> _Exercise task_:
Throughout the records below, rename "pick planner" to "route planner" and leave everything else unchanged.

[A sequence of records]
☆ ☆ ☆ ☆
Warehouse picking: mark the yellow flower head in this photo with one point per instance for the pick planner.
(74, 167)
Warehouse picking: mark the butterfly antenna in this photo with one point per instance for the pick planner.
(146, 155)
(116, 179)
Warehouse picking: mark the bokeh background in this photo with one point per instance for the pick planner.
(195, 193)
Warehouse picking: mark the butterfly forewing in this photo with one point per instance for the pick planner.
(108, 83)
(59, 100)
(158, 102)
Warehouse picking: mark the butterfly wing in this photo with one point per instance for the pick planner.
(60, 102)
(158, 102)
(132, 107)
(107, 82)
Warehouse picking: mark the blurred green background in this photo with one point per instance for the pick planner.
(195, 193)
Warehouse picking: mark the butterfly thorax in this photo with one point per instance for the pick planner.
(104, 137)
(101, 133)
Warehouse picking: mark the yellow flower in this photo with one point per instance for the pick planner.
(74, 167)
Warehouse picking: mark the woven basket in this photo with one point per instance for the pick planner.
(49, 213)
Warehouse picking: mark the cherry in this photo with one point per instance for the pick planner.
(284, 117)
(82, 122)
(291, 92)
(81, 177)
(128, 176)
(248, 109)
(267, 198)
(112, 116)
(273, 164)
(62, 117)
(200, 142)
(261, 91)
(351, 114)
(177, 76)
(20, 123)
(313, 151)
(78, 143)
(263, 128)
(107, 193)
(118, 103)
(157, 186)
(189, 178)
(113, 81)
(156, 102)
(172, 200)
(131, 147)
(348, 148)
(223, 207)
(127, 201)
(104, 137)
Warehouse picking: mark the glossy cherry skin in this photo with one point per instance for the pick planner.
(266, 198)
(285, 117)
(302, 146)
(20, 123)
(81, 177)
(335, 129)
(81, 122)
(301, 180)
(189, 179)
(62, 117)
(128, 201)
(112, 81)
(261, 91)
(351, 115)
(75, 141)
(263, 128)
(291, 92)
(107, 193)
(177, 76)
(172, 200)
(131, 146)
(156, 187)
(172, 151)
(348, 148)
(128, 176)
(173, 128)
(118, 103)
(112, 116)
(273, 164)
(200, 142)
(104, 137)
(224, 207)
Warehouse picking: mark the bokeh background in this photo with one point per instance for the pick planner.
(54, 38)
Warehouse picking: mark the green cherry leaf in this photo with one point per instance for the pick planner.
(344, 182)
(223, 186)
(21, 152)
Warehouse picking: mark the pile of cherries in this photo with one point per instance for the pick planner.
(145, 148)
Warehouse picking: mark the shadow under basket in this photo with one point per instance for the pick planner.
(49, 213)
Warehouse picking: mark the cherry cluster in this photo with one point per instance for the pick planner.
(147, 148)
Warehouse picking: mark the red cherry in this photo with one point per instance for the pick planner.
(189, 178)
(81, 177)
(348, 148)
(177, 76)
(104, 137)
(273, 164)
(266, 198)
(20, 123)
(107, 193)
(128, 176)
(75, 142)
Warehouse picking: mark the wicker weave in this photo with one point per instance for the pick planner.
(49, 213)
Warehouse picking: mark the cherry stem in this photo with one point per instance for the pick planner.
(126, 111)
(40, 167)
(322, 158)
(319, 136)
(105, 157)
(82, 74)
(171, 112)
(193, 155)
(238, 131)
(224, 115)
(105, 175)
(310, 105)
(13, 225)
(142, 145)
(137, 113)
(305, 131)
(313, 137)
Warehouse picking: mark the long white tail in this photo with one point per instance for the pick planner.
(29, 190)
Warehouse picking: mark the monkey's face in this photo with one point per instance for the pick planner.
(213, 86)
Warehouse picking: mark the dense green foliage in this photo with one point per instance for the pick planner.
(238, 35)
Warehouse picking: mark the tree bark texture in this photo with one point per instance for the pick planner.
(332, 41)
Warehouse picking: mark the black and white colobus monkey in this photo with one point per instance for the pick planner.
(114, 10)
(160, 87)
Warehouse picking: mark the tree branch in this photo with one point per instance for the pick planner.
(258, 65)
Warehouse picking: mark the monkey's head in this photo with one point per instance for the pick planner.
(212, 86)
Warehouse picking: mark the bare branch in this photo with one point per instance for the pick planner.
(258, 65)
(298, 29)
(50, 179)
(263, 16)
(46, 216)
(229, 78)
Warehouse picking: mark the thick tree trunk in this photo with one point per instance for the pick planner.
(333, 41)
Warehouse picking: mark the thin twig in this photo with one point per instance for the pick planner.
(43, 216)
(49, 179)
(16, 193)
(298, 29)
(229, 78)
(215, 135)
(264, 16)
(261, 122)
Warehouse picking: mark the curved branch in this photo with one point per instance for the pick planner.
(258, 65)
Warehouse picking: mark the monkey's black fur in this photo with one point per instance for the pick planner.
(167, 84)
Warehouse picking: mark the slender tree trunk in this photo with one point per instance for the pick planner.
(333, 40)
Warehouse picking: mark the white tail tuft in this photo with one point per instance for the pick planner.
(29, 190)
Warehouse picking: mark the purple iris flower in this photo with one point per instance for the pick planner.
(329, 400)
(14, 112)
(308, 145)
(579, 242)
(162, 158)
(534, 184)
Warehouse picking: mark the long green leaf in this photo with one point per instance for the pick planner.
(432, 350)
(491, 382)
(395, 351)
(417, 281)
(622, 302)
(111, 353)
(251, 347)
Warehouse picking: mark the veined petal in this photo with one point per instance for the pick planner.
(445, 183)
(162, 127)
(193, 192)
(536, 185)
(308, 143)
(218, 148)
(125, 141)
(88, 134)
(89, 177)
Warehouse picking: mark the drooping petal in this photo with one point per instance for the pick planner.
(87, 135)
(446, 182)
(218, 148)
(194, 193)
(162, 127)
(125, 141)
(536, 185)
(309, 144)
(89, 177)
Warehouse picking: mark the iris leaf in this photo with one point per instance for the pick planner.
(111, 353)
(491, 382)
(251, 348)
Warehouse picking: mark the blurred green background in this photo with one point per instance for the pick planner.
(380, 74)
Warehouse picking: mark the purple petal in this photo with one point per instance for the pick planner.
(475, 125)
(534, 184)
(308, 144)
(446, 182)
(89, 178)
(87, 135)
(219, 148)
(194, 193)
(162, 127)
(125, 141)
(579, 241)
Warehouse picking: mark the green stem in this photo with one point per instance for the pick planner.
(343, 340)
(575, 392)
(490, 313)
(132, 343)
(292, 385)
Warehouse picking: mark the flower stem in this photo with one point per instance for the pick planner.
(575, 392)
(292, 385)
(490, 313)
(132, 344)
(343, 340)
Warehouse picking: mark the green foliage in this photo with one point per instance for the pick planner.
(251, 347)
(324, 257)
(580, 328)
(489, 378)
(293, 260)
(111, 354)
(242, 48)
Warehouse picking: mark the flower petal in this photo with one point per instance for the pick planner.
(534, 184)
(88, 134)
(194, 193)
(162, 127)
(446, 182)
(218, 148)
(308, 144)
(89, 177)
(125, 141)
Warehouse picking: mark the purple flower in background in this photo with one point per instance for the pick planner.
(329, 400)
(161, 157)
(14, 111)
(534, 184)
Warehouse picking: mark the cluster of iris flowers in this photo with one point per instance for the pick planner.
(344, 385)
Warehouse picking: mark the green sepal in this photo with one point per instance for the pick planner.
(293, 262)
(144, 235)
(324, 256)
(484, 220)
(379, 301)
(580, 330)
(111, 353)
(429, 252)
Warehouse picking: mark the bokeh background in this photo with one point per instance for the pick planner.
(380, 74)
☆ ☆ ☆ ☆
> _The solution_:
Warehouse picking: mark the yellow flower head in this photo with one point per instance for the route planner.
(74, 167)
Warehouse picking: mark the butterfly antenna in this photo with one point per instance for the route planner.
(146, 155)
(116, 179)
Warehouse picking: mark the bokeh background in this photo with one point per instance for the route planner.
(195, 193)
Warehouse picking: mark the butterfly forewing in this photo with one point per instance for the route planner.
(108, 83)
(59, 100)
(158, 102)
Warehouse picking: mark the butterfly wing in this photo with one point per instance for the route planner.
(60, 102)
(158, 102)
(132, 107)
(107, 82)
Warehouse picking: mark the blurred green background in this photo with one point per instance for the route planner.
(195, 193)
Warehouse picking: mark the butterfly thorax in this photo with one point per instance for the route planner.
(104, 137)
(101, 133)
Warehouse picking: mark the yellow flower in this photo with one point per instance for the route planner.
(74, 167)
Warehouse picking: mark the woven basket in this photo with one point per instance for the route planner.
(49, 213)
Warehouse picking: mark the cherry in this photo with one point per instance for the route planner.
(284, 117)
(82, 122)
(291, 92)
(81, 177)
(128, 176)
(248, 109)
(267, 198)
(112, 116)
(273, 164)
(62, 117)
(200, 142)
(261, 91)
(351, 114)
(177, 76)
(20, 123)
(313, 151)
(78, 143)
(263, 128)
(107, 193)
(118, 103)
(157, 186)
(189, 178)
(113, 81)
(156, 102)
(172, 200)
(131, 147)
(348, 148)
(223, 207)
(127, 201)
(104, 137)
Warehouse picking: mark the glossy cherry skin in this photo with one point per instance for the route planner.
(266, 198)
(285, 117)
(302, 146)
(20, 123)
(81, 177)
(335, 129)
(81, 122)
(301, 180)
(189, 179)
(62, 117)
(128, 201)
(112, 81)
(261, 91)
(351, 115)
(75, 141)
(263, 128)
(291, 92)
(107, 193)
(177, 76)
(172, 200)
(131, 146)
(156, 187)
(172, 151)
(348, 148)
(128, 176)
(173, 128)
(118, 103)
(112, 116)
(273, 164)
(200, 142)
(104, 137)
(224, 207)
Warehouse picking: mark the bokeh background in this photo with one point per instance for the route planner.
(54, 38)
Warehouse picking: mark the green cherry leaf in this photo with one point per instance for the route planner.
(344, 182)
(223, 186)
(21, 152)
Warehouse picking: mark the pile of cherries in this photo with one point per instance for the route planner.
(145, 148)
Warehouse picking: mark the shadow under basket in this photo with one point per instance for the route planner.
(49, 213)
Warehouse picking: mark the cherry cluster in this photo with one point per instance for the route planner.
(147, 148)
Warehouse picking: mark the red cherry in this photo with one point per instance for the route planner.
(189, 178)
(81, 177)
(348, 148)
(177, 76)
(104, 137)
(273, 164)
(266, 198)
(20, 123)
(107, 193)
(128, 176)
(75, 142)
Warehouse picking: mark the wicker weave in this photo with one point per instance for the route planner.
(49, 213)
Warehouse picking: mark the cherry stem in this photo with one point per instance for the route planner.
(126, 111)
(40, 167)
(322, 158)
(319, 136)
(105, 157)
(82, 74)
(171, 112)
(193, 155)
(238, 131)
(224, 115)
(105, 175)
(310, 105)
(13, 225)
(142, 145)
(137, 113)
(305, 131)
(313, 137)
Warehouse picking: mark the long white tail in this photo with one point per instance for the route planner.
(29, 190)
Warehouse picking: mark the monkey's face in this photo with one point per instance for the route planner.
(213, 86)
Warehouse picking: mark the dense green foliage in this photo with one point per instance for the route planner.
(238, 35)
Warehouse picking: mark the tree bark texture in this photo with one point per instance for the route planner.
(332, 41)
Warehouse picking: mark the black and white colobus monkey in this photo with one point per instance for the route planner.
(114, 10)
(160, 87)
Warehouse picking: mark the tree branch in this photo with one point per instance for the route planner.
(258, 65)
Warehouse picking: mark the monkey's head in this photo with one point per instance for the route planner.
(212, 86)
Warehouse picking: mark the bare branch in this photo with one point per instance for the route planner.
(258, 65)
(298, 29)
(50, 179)
(263, 16)
(46, 216)
(229, 78)
Warehouse picking: mark the thick tree trunk in this photo with one point per instance for the route planner.
(333, 41)
Warehouse picking: mark the thin twig in this photo with one point per instance for the route planner.
(43, 216)
(49, 179)
(16, 193)
(298, 29)
(229, 78)
(215, 135)
(264, 16)
(261, 122)
Warehouse picking: mark the curved branch in this photo with one point per instance for the route planner.
(258, 65)
Warehouse picking: mark the monkey's black fur in this photo with one point per instance for the route planner.
(167, 84)
Warehouse picking: mark the slender tree trunk in this photo with one point per instance for the route planner.
(333, 40)
Warehouse picking: mark the white tail tuft in this photo with one point per instance for the route planner.
(29, 190)
Warehouse picking: mark the purple iris flower in this photo with one point per instance for the route planner.
(329, 400)
(14, 112)
(308, 145)
(579, 242)
(162, 158)
(534, 184)
Warehouse picking: mark the long green leaf in this photo with one point per instance for the route planner.
(432, 350)
(491, 382)
(395, 351)
(417, 281)
(622, 302)
(111, 353)
(251, 347)
Warehouse picking: mark the veined petal in this photo with one point per instance for the route planner.
(445, 183)
(162, 127)
(193, 192)
(536, 185)
(308, 143)
(218, 148)
(125, 141)
(88, 134)
(89, 177)
Warehouse picking: mark the drooping petal in this photo with one point per instance for the route planner.
(87, 135)
(446, 182)
(218, 148)
(194, 193)
(162, 127)
(125, 141)
(536, 185)
(309, 144)
(89, 177)
Warehouse picking: mark the iris leaf in this photo with one point per instance for the route planner.
(111, 353)
(491, 382)
(251, 348)
Warehouse picking: mark the blurred green background in this photo with one point per instance for the route planner.
(380, 74)
Warehouse picking: mark the purple petal in this photo with one point per instance for the route planner.
(475, 125)
(534, 184)
(308, 144)
(446, 182)
(89, 178)
(87, 135)
(219, 148)
(194, 193)
(162, 127)
(125, 141)
(579, 241)
Warehouse picking: mark the green stem in this photo with one point per instance for the route planner.
(343, 340)
(575, 392)
(490, 313)
(132, 343)
(292, 385)
Warehouse picking: mark the flower stem in this photo with one point per instance for the route planner.
(575, 392)
(292, 385)
(490, 313)
(132, 344)
(343, 340)
Warehouse picking: mark the green foliage in this photo with one point per instance for the route planner.
(251, 347)
(324, 257)
(580, 328)
(489, 378)
(293, 260)
(111, 354)
(242, 48)
Warehouse picking: mark the flower petal in this photo with one point per instance for the route planner.
(534, 184)
(88, 134)
(194, 193)
(162, 127)
(446, 182)
(218, 148)
(308, 144)
(89, 177)
(125, 141)
Warehouse picking: mark the purple flower in background in this photo with one point per instance for the route planner.
(329, 400)
(161, 157)
(14, 111)
(534, 184)
Warehouse picking: mark the cluster of iris flowers in this photo with one point per instance for the route planner.
(344, 385)
Warehouse picking: mark the green sepal in this photo with one point per instance for the route planner.
(293, 262)
(144, 235)
(324, 256)
(484, 220)
(379, 301)
(580, 330)
(111, 353)
(429, 252)
Warehouse picking: mark the bokeh background in this photo with one point per instance for the route planner.
(380, 74)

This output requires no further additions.